The exercise:
Every entry below must be repeated exactly; skip the pictures.

Data supplied:
● ● ● ● ●
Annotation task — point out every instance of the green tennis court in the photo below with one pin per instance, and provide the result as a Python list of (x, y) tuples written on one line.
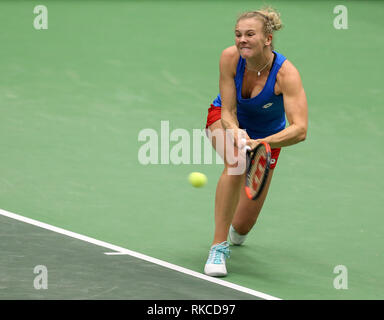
[(74, 99)]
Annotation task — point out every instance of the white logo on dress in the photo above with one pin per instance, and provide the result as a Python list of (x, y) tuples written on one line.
[(267, 105)]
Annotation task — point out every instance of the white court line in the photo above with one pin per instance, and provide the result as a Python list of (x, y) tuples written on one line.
[(121, 250)]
● ● ● ● ●
Correct response:
Annotation task — point out every instance of the green tennis court in the photo below with one pin per instance, and provide the result as a Python list of (x, y) tuples written on one line.
[(74, 99)]
Annotation task — point out every instance of the white logo on dress in the photo above with one pin per instance, and provide the result as a Python list of (x, y) tuples written on one line.
[(267, 105)]
Annotation task — point out every instance of the white court line in the photo above with one pin per instance, and provide the result as a Python list of (x, y) tuples written on one line.
[(121, 250)]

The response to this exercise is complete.